**DESCRIPTION OF THE TASK:**
Render every line of the rows below as a JSON list of strings, one string per line, with blank lines dropped and the pictures left out.

**RECORDS SHOWN:**
%%

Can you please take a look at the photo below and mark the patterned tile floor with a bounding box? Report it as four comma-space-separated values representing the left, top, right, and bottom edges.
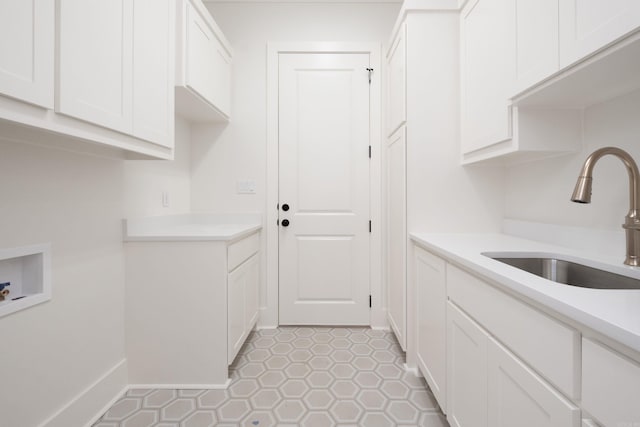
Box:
94, 327, 449, 427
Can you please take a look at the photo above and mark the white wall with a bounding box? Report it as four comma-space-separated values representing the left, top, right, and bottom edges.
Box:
0, 140, 126, 426
124, 117, 191, 218
192, 3, 400, 323
505, 91, 640, 253
0, 120, 191, 427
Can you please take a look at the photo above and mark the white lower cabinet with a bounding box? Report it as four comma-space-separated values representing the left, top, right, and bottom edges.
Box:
125, 232, 260, 388
386, 126, 407, 350
447, 302, 489, 427
582, 338, 640, 427
414, 246, 447, 412
447, 303, 581, 427
487, 338, 581, 427
227, 255, 260, 364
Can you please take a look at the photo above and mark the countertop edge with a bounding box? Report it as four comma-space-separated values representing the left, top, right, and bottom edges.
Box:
123, 224, 262, 243
409, 233, 640, 355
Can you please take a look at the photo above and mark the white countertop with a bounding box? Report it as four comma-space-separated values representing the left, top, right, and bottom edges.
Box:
123, 213, 262, 242
410, 233, 640, 352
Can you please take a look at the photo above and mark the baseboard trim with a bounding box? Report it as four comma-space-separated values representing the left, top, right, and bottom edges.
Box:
39, 359, 128, 427
370, 307, 389, 330
127, 378, 231, 390
402, 363, 422, 378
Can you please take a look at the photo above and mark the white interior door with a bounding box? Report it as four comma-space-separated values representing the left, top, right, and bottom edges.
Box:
278, 53, 370, 325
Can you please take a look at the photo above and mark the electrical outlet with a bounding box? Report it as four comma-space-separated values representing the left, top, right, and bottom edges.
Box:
236, 179, 256, 194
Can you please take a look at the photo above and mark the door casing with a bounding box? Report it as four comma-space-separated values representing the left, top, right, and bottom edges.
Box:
259, 42, 380, 328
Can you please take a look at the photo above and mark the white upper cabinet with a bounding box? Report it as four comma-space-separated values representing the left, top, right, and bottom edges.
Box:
176, 0, 231, 122
133, 0, 175, 147
56, 0, 133, 134
560, 0, 640, 67
510, 0, 556, 95
0, 0, 55, 108
461, 0, 515, 153
387, 23, 407, 136
56, 0, 175, 148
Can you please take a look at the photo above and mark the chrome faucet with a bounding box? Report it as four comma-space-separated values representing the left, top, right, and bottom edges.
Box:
571, 147, 640, 266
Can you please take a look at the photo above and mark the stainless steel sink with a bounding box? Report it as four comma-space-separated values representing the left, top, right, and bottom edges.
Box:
483, 254, 640, 289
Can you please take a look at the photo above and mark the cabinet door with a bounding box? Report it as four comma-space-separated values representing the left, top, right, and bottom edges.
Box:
461, 0, 515, 153
133, 0, 175, 148
414, 247, 447, 411
488, 339, 581, 427
447, 302, 488, 427
187, 4, 231, 116
386, 127, 407, 350
511, 0, 566, 95
227, 267, 245, 364
0, 0, 55, 109
582, 338, 640, 427
387, 23, 407, 136
560, 0, 640, 67
243, 255, 260, 336
56, 0, 133, 134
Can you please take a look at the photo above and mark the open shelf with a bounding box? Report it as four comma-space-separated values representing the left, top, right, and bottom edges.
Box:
0, 244, 51, 317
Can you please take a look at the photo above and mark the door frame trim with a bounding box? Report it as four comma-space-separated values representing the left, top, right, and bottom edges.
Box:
260, 42, 382, 329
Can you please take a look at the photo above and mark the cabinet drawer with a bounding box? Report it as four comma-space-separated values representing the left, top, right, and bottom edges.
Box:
227, 233, 260, 271
582, 339, 640, 427
447, 265, 580, 398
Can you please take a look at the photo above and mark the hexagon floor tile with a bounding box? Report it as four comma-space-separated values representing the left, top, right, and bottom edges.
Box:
94, 327, 449, 427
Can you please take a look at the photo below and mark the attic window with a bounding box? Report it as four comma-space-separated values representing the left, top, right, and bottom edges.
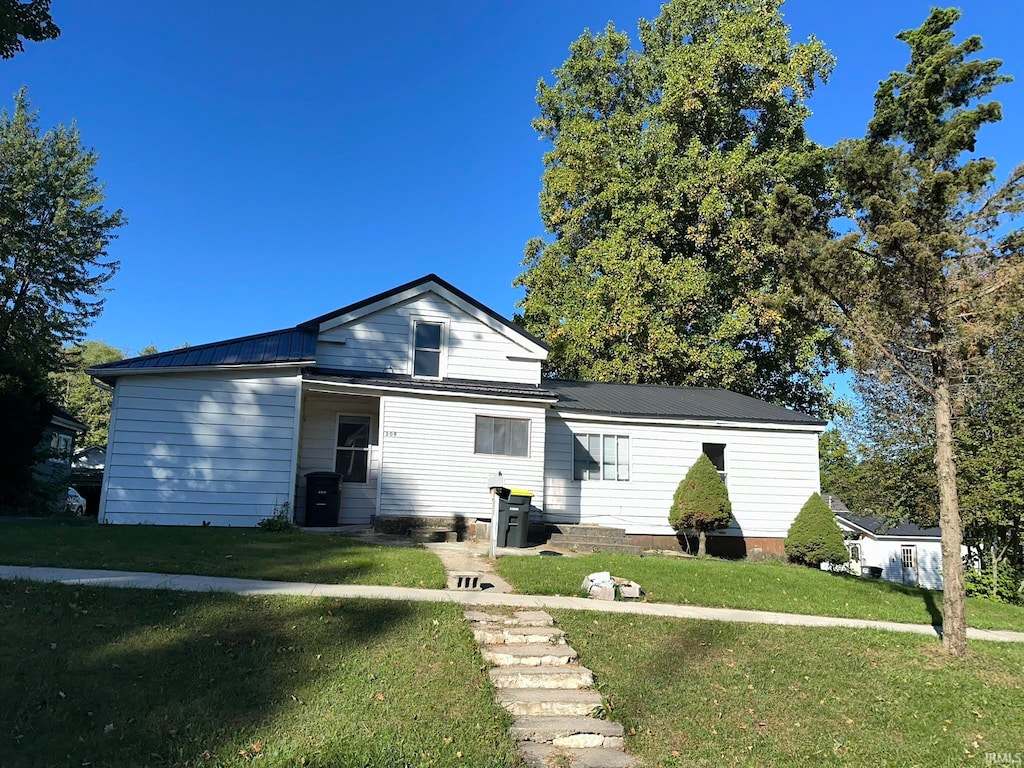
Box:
413, 321, 444, 379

%%

**THE COMPLETED TASK:**
[
  "Can you please take a look at the photo below and mark the patterned tile floor with a bounding box? Report it as four comma-space-separated values representing the left, top, right, and bottom edges.",
  "Box:",
  "94, 327, 449, 427",
  "Can you please take a look at the photo above and mark the white wall with a bounding box? Report it as four comma-space-separated values representing the left, top, right, and bottom edges.",
  "Box:",
  "0, 140, 126, 426",
  "124, 117, 191, 218",
  "192, 3, 400, 323",
  "505, 91, 640, 253",
  "0, 120, 191, 427",
  "Can you please take a look at the photo above and mark the white lower cabinet with a bounding box? Report it as four comma-space-separated values representing the left, top, right, and bottom edges.",
  "Box:",
  "125, 232, 260, 388",
  "386, 126, 407, 350",
  "447, 302, 489, 427",
  "582, 338, 640, 427",
  "414, 246, 447, 412",
  "447, 303, 581, 427",
  "487, 338, 581, 427",
  "227, 255, 260, 364",
  "Can you please take a look at the photo above and mark the countertop edge with a bounding box? Report it as four comma-space-separated values representing the left, top, right, and bottom edges.",
  "Box:",
  "123, 224, 262, 243",
  "409, 233, 640, 355",
  "Can you please take a look at the photo above and mark the white countertop with a bounding box? Report it as four comma-space-separated values representing the left, top, right, and bottom edges.",
  "Box:",
  "123, 213, 262, 242",
  "410, 233, 640, 352",
  "Can you please take a look at the photo above and mark the baseboard trim with a bounding box? Report it as four comma-space-separated values representing the left, top, right, and bottom edges.",
  "Box:",
  "39, 359, 128, 427",
  "370, 307, 389, 330",
  "127, 378, 231, 390",
  "402, 363, 422, 378",
  "Can you please take a look at the photo above and mark the white interior door with a bounding box? Report it as four comma-space-separated values representing the left, top, right, and bottom edges.",
  "Box:",
  "278, 53, 370, 325",
  "Can you please take a look at the photo above and mark the electrical outlet with a bounding box? Report it as four comma-space-separated values representing the left, top, right, and bottom edges.",
  "Box:",
  "236, 179, 256, 194",
  "Can you please take a look at the photo above and mark the door casing with a bounding box? Report it as four comma-space-separated values representing the left, top, right, and bottom edges.",
  "Box:",
  "259, 42, 380, 328",
  "Can you please take a look at the photo above and mark the white upper cabinet with a bounding box? Report it as four comma-space-separated values representing the left, top, right, and bottom edges.",
  "Box:",
  "176, 0, 231, 122",
  "133, 0, 175, 147",
  "56, 0, 133, 134",
  "560, 0, 640, 67",
  "510, 0, 556, 95",
  "0, 0, 55, 108",
  "461, 0, 515, 153",
  "387, 23, 407, 136",
  "56, 0, 175, 148",
  "Can you please take a look at the photo above and mark the chrome faucet with a bounding box? Report it as four comma-space-separated values representing the left, top, right, and bottom edges.",
  "Box:",
  "571, 147, 640, 266",
  "Can you please take a look at the photo above and mark the stainless steel sink with a bounding box? Report it as four comma-space-separated values representing the left, top, right, and bottom edges.",
  "Box:",
  "483, 254, 640, 289",
  "Can you please take a look at the photo above and mark the cabinet door with a bounding box? Report it as four comma-space-separated values representing the left, top, right, and bottom edges.",
  "Box:",
  "461, 0, 515, 153",
  "133, 0, 175, 148",
  "414, 247, 447, 411",
  "488, 339, 581, 427",
  "447, 302, 488, 427",
  "187, 4, 231, 116",
  "386, 127, 407, 350",
  "511, 0, 566, 95",
  "227, 267, 245, 364",
  "0, 0, 55, 109",
  "582, 338, 640, 427",
  "387, 23, 407, 136",
  "560, 0, 640, 67",
  "243, 255, 260, 336",
  "56, 0, 133, 134",
  "Can you please take a look at the photo above and mark the open shelf with a bounding box? Report it as four comma-space-separated values representing the left, top, right, and bottom edges.",
  "Box:",
  "0, 244, 51, 317",
  "Can you please take a look at the photo above and mark the door frame trim with a bounding box? Report it as four comma-space-separated values representing the left, top, right, and bottom edges.",
  "Box:",
  "260, 42, 382, 329",
  "Can you please take a look at the photo above and mark the cabinet drawer with a bounding box? Report it as four comma-space-separated values representing the left, top, right, and bottom edges.",
  "Box:",
  "227, 233, 260, 271",
  "582, 339, 640, 427",
  "447, 265, 580, 398",
  "Can you please take a look at the photo above and mark the hexagon floor tile with a bounding box? Report it as four comma-space-separated values representing the left, top, right, and bottom edges.",
  "Box:",
  "94, 327, 449, 427",
  "Can you please take a look at the photo below and mark the attic window with a bounding box? Report it as four comma-space-separated values representing the left, top, right, and bottom edges.",
  "Box:",
  "413, 321, 444, 379"
]